— START OF DATASET ENTRIES —

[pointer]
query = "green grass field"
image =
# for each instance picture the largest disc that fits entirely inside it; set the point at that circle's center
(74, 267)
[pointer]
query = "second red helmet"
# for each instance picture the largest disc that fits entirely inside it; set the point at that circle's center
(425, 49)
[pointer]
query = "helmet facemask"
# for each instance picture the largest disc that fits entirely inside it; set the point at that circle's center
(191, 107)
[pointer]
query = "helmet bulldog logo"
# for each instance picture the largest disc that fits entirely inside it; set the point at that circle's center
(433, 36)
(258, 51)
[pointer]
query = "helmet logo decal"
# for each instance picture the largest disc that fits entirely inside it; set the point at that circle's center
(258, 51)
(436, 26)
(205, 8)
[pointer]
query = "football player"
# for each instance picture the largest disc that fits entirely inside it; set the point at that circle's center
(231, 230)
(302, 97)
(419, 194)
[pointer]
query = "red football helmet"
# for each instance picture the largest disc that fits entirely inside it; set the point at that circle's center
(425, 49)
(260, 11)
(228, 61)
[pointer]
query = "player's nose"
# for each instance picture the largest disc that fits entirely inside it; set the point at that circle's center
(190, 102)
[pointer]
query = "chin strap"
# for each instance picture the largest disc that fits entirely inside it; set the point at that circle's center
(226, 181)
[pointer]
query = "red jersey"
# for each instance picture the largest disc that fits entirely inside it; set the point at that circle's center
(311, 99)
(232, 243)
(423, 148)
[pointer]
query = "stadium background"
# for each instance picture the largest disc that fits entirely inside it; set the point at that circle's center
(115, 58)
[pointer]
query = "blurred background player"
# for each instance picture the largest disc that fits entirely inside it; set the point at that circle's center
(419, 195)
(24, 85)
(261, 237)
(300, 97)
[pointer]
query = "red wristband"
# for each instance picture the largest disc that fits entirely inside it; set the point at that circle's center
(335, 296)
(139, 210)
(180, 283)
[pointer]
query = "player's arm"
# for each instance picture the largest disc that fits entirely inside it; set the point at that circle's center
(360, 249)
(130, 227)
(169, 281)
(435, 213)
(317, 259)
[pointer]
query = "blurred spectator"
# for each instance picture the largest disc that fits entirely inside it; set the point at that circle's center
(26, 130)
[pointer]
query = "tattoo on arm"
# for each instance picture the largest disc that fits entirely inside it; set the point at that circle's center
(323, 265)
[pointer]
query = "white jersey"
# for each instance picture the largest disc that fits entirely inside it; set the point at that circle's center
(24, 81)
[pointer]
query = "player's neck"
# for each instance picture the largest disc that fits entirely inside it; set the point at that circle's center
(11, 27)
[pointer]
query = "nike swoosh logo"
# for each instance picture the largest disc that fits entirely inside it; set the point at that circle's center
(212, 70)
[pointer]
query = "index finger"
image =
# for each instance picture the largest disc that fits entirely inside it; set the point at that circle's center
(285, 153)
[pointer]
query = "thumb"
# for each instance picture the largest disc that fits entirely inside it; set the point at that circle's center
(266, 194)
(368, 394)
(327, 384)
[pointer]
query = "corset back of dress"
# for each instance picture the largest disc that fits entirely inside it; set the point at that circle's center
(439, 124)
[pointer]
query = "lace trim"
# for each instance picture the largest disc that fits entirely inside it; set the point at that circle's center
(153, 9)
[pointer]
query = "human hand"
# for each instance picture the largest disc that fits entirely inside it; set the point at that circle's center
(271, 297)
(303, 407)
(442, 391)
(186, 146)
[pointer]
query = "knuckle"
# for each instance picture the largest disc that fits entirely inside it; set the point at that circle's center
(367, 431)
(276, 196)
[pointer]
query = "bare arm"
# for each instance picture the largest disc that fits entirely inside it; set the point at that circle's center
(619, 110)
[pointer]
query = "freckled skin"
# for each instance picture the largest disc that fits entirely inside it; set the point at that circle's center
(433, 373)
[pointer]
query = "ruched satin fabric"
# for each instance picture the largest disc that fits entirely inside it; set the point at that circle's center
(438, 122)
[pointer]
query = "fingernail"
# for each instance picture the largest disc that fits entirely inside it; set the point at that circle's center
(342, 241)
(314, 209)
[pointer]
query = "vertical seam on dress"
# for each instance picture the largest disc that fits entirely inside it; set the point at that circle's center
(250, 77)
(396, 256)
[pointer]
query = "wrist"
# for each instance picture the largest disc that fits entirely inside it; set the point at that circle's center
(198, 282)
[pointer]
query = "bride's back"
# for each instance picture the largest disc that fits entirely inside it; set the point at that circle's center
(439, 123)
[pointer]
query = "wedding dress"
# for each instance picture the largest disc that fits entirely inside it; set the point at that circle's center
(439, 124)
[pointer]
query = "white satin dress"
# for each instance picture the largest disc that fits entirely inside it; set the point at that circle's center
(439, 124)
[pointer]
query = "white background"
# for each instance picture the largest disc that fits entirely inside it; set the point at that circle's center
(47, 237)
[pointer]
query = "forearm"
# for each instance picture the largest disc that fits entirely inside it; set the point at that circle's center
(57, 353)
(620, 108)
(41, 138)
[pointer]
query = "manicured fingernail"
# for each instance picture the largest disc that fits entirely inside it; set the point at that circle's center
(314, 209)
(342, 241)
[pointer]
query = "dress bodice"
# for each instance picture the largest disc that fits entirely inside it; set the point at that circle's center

— END OF DATASET ENTRIES —

● STATED TASK
How many lines of the entries above contain the word "jersey"? Case counts. Give only the number.

● SOLUTION TO THE EXERCISE
2